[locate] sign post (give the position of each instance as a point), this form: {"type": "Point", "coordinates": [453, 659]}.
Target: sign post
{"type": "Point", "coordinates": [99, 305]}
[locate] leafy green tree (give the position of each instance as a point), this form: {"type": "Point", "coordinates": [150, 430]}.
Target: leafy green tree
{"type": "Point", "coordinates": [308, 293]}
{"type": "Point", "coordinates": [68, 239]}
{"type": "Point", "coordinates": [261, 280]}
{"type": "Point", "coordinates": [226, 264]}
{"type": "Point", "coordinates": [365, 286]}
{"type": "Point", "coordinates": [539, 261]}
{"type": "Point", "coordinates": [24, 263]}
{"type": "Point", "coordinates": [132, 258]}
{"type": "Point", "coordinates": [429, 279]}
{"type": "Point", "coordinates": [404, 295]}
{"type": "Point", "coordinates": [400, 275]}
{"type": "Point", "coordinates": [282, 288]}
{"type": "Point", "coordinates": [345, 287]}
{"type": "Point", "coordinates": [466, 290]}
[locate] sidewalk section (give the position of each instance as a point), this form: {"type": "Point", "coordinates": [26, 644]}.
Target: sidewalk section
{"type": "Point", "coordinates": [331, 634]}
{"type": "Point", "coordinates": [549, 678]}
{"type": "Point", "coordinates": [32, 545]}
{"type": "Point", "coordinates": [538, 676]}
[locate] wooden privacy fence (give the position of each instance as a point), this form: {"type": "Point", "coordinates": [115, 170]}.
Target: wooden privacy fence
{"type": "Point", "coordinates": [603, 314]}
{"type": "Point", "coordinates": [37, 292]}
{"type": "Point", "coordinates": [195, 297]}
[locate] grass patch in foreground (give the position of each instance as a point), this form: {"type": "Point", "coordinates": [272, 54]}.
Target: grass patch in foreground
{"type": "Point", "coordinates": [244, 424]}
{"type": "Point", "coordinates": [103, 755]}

Objetivo de la tarea: Devuelve sin ningún cambio las filas de arriba, desde la que contiene "[locate] sidewalk section" hasta la última fila, incluidas ambas.

Respuesta completa:
[locate] sidewalk section (give the position of each instance as a point), this form: {"type": "Point", "coordinates": [26, 644]}.
Target: sidewalk section
{"type": "Point", "coordinates": [331, 634]}
{"type": "Point", "coordinates": [549, 678]}
{"type": "Point", "coordinates": [32, 545]}
{"type": "Point", "coordinates": [538, 676]}
[locate] wooden privacy fence (give the position of each instance as a point), this form: {"type": "Point", "coordinates": [115, 170]}.
Target: wooden privacy fence
{"type": "Point", "coordinates": [603, 314]}
{"type": "Point", "coordinates": [37, 292]}
{"type": "Point", "coordinates": [195, 297]}
[locate] grass patch in foreground (give the position of each instance as a point), this form: {"type": "Point", "coordinates": [272, 54]}.
Target: grass patch in foreground
{"type": "Point", "coordinates": [244, 424]}
{"type": "Point", "coordinates": [103, 755]}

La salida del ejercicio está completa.